Fragmento correspondiente a la introducción del libro "Para ser cristiano" de Juan Luis Lorda. Todos conocemos el doble mandamiento del amor a Dios y al prójimo en el que se enraíza la fe cristiana, pero ¿cómo llegar a hacerlos vida en nuestra propia vida? El autor nos recuerda que ese amor es posible, pero no se puede improvisar; el camino para lograrlo es, con la ayuda de Dios, una decidida voluntad de crecer en las virtudes: la vida ascética.


 

§          Cuenta San Marcos en su Evangelio (12,28) que, en una ocasión, se acercó al Señor un escriba y le preguntó: ¿cuál es el primero de todos los mandamientos? Y Jesús le contestó: El primero es: “Escucha Israel, el Señor nuestro Dios es el único Señor, y amarás al Señor tu Dios con todo tu corazón, con toda tu alma, con toda tu mente y con todas tus fuerzas”.

 

Las palabras del señor habrían sonado muy familiares a los oídos de los que le escucharon entonces, ya que se trata de un pasaje de la Ley de Moisés (Dt 6,4), y los judíos tenían por costumbre recitarlo en forma de oración, al menos dos veces al día. Sin embargo, el mismo hecho de que el escriba hiciera esta pregunta –San Mateo nos advierte, además, que quería probarle (Mt 23,35)– indica que la respuesta podía haber sido otra, o que otros hubieran respondido de manera distinta.

 

Entonces como hoy, este mandamiento, aunque fuera reconocido teóricamente como el primero y más importante, podría haber pasado inadvertido en una respuesta apresurada. Y es que no es fácil que ocupe realmente un lugar de primer plano en la vida cotidiana, donde debe competir con tantos pequeños y grandes afanes que reclaman y acaparan nuestra atención. Es muy probable que nunca nos hayamos detenido a pensar en la enorme exigencia de estas palabras que quizá aprendimos de memoria desde la infancia: “amarás al señor tu Dios con todo tu corazón, con toda tu alma, con toda tu mente y con todas tus fuerzas”.

 

Oírlo de labios del señor parece darle un especial relieve y, sobre todo, lo convierte para nosotros, cristianos, en el Primer Mandamiento; es decir, en lo primero que Dios espera de nosotros. La exigencia más elemental y principio de la vida cristiana: Amar a Dios con todas las fuerzas del alma y del cuerpo.

 

            Y este mandamiento primero viene inseparablemente unido a un segundo: “amarás al prójimo como a ti mismo” (Mc 12,31; Lc 19,18). También el señor quiso unirlo cuando respondió a aquel escriba, y más tarde lo confirmaría con una nueva fuerza, como un mandamiento nuevo, cuando pidió a sus discípulos que se amaran como Él mismo los había amado; es decir, no solamente como a uno mismo, sino con aquel amor inmenso que albergaba el corazón de Cristo: con el amor de Dios.

[Registros almacenados]
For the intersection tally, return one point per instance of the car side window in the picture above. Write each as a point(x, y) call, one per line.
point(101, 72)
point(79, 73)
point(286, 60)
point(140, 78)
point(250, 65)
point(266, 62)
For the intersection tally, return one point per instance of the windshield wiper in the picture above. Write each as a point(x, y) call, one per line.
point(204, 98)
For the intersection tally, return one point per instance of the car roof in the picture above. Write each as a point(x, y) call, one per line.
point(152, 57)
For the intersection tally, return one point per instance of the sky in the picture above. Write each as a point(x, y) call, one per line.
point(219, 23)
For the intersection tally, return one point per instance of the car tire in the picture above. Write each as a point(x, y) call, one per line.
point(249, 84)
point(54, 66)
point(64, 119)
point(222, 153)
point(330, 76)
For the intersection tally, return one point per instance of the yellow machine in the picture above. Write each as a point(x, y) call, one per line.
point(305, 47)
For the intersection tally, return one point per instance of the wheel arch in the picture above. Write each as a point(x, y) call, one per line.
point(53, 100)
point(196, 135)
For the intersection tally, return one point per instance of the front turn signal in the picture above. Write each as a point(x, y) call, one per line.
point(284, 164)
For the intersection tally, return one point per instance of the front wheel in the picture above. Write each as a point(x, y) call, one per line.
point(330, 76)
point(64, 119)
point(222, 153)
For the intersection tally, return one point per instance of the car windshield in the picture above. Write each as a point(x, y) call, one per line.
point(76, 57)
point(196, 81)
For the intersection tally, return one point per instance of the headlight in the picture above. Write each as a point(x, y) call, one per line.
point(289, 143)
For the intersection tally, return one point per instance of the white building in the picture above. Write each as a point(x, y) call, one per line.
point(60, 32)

[TAREAS]
1. Según el fragmento, ¿con qué frecuencia tenían los judíos por costumbre recitar el pasaje de la Ley de Moisés?
2. Enumere todo aquello con lo que, según el primer mandamiento citado en el fragmento, se ha de amar al Señor.
No es necesario consultar los registros para resolver lo que se pide.

[RESPUESTAS ESPERADAS]
1. Al menos dos veces al día, en forma de oración.

2. Con todo tu corazón, con toda tu alma, con toda tu mente y con todas tus fuerzas.